Passage shown
________________
Then, late one night in April last year, 37-year-old Phoswa—a staunch ANC loyalist and Richmond’s deputy mayor—was shot in the head in the same living room where she had watched her parents die.

She became the second of three ANC political figures killed in Richmond in less than three months. This followed two similar murders in late 2016, raising concerns that history was repeating itself in an area once considered the epicenter of KwaZulu-Natal’s so-called “killing fields.”

Andrew Ragavaloo was the town’s mayor at the height of the violence in the late 90s between the ruling party and the UDM, which was led by notorious warlord and disgraced former ANC figure Sifiso Nkabinde. Many Richmond locals told me that Ragavaloo must have lived a charmed life to still be alive today.

In the township of Ndaleni, Thanadizile Phoswa’s former home now stands empty. Photo: Shaun Swingler.

Most of Ragavaloo’s closest political comrades were not so lucky, including his brother-in-law and former deputy, Rodney van der Byl, who was shot 27 times outside his home in May 1997. Nkabinde eventually shared a similar fatemore than 80 high-velocity rounds tore into his body as he was leaving a local supermarket on January 23, 1999.

In 2008, Ragavaloo published a compelling and rather lurid book based on the diaries he’d kept during this period, when he was essentially forced to live under self-imposed house arrest, with at least six police officers permanently stationed at his home.

Detailing the moments after van der Beyl’s death, Ragavaloo writes: “I slowly took in the scene before my eyes. I felt detached from reality, as if I was part of a horrible dream. Rodney lay sprawled, arms stretched out. His glasses were off his face, missing. Holes the size of hailstones had seeped thick, life-preserving blood. His face was contorted in pain or shock.”
________________
Provided records
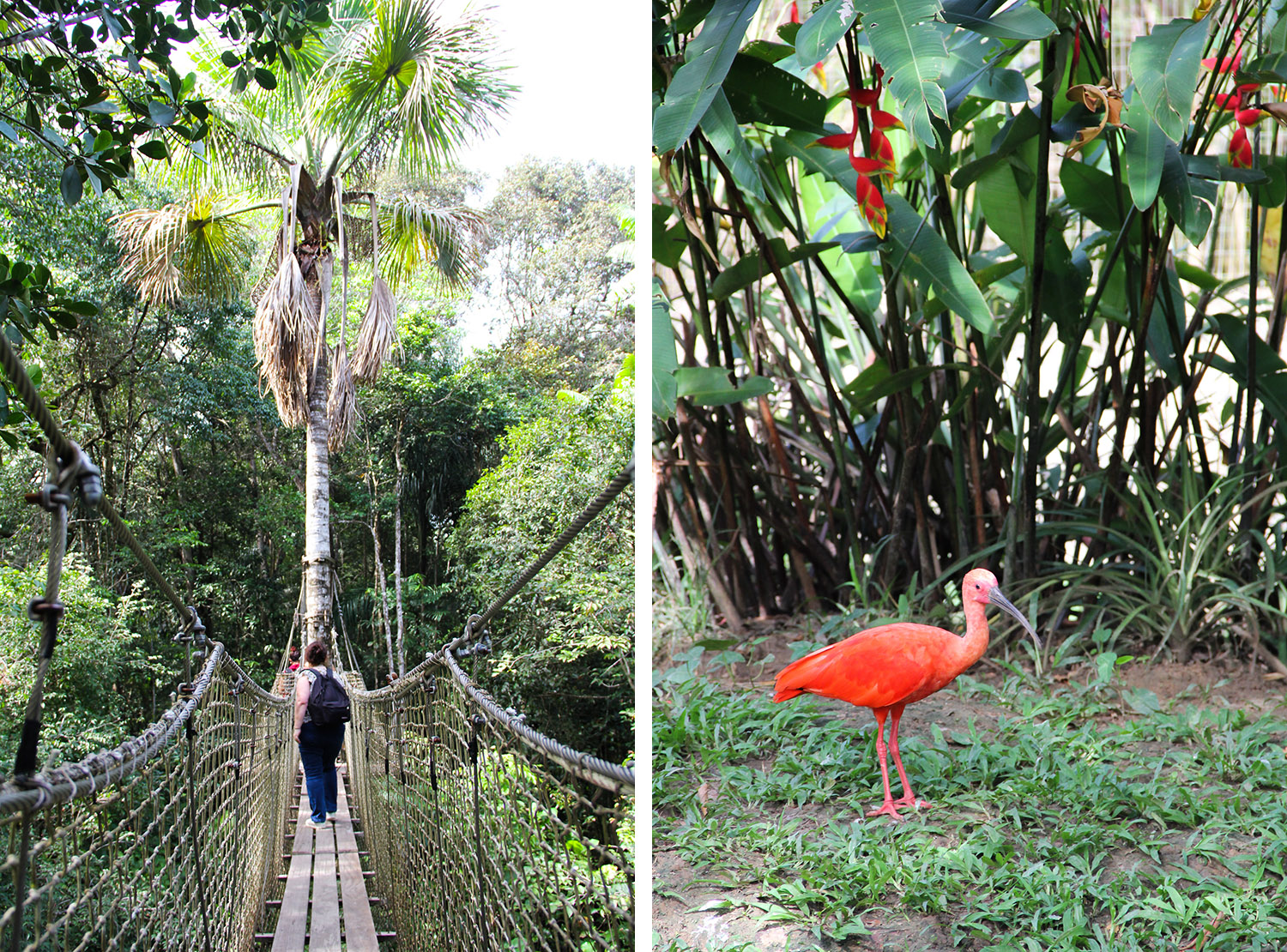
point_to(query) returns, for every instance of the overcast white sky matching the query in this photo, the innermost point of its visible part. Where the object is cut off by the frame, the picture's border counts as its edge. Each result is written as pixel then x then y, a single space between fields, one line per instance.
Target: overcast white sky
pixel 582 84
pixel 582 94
________________
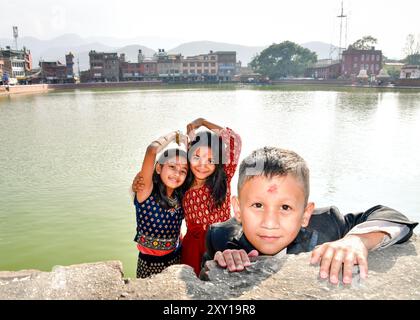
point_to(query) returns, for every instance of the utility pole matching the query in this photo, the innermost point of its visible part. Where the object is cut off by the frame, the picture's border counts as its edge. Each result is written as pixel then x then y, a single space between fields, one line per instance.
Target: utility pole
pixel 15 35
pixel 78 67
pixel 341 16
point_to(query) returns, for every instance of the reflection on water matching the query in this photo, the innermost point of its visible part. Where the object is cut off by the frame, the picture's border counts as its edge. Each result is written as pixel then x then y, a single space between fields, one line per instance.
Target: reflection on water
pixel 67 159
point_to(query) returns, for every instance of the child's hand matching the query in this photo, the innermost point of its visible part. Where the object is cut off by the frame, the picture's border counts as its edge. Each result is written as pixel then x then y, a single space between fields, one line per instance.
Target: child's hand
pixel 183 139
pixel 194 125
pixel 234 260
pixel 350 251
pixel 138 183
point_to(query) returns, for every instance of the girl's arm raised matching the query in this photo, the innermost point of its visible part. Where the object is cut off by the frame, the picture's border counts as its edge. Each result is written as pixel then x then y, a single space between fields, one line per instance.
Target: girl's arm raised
________________
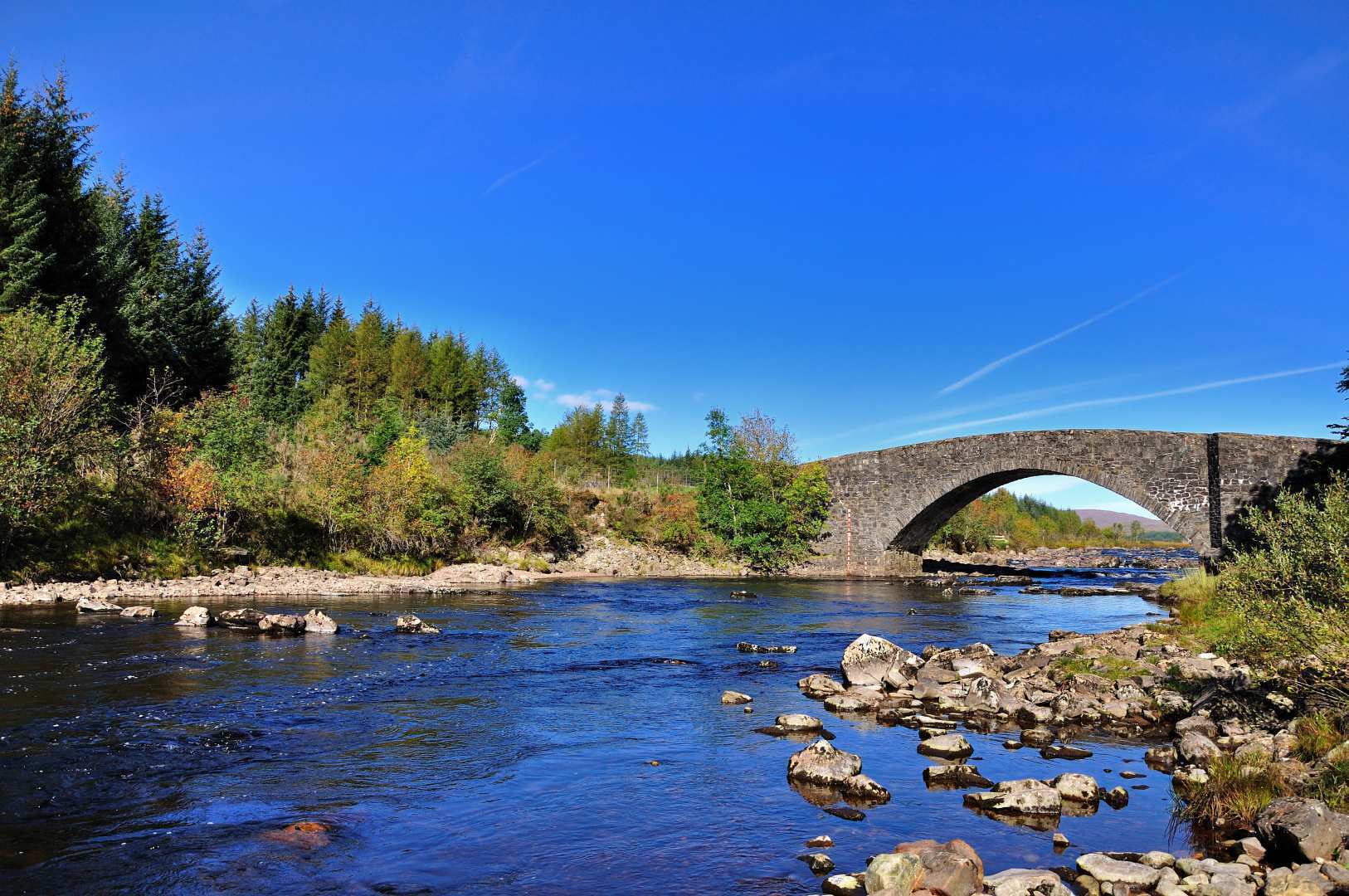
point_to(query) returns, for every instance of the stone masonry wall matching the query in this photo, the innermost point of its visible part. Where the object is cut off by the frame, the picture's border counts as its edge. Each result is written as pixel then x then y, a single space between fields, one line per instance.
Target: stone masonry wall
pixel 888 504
________________
Set of tasks
1. In two sentences, summarize the passage on political killings in Richmond.
2. Print the rows between the line holding "point_to(query) returns, for every instance of the overcast" and the line holding "pixel 582 94", inclusive.

Final answers
1. Richmond's deputy mayor, Phoswa, a 37-year-old ANC loyalist, was shot in the head late one night in April last year in the living room where she had watched her parents die, becoming the second of three ANC political figures killed there in under three months and raising fears that history was repeating itself. Andrew Ragavaloo, mayor during the late-90s violence between the ANC and the UDM, later published a book in 2008 based on diaries he kept while living under self-imposed house arrest with at least six police officers stationed at his home.

2.
point_to(query) returns, for every instance of the overcast white sky matching the query in this photo, the innermost point of its visible part. Where the object is cut off by the frame, the picture's border counts as its edge. Each result is written as pixel then x then y, a single space between fields, one line per instance.
Target: overcast white sky
pixel 582 84
pixel 582 94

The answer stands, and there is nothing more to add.